BEGIN Provided data

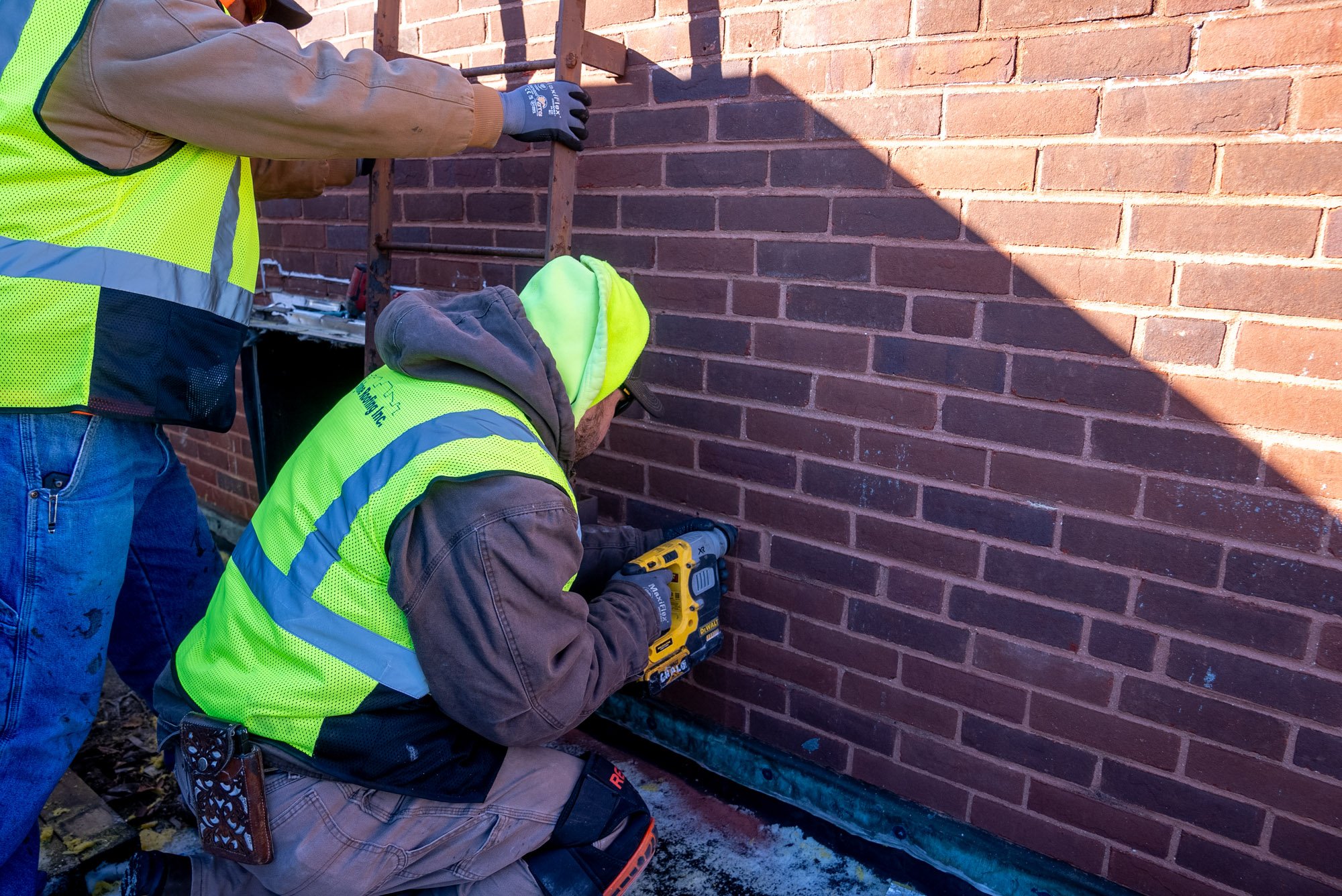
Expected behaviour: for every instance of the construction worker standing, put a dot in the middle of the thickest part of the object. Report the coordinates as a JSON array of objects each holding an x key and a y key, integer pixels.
[
  {"x": 128, "y": 257},
  {"x": 415, "y": 607}
]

END Provided data

▶ Task prompt: Reproduce every one of the entries above verbatim, omitting the pictures from your reply.

▶ Result for this task:
Expected behaviour: for every instance of the construction worker standing, put a dot in the middle of the thickest part of the object. Report the coordinates as a JSON array of objects each holding an x key and a y key, integer pixels.
[
  {"x": 128, "y": 257},
  {"x": 415, "y": 607}
]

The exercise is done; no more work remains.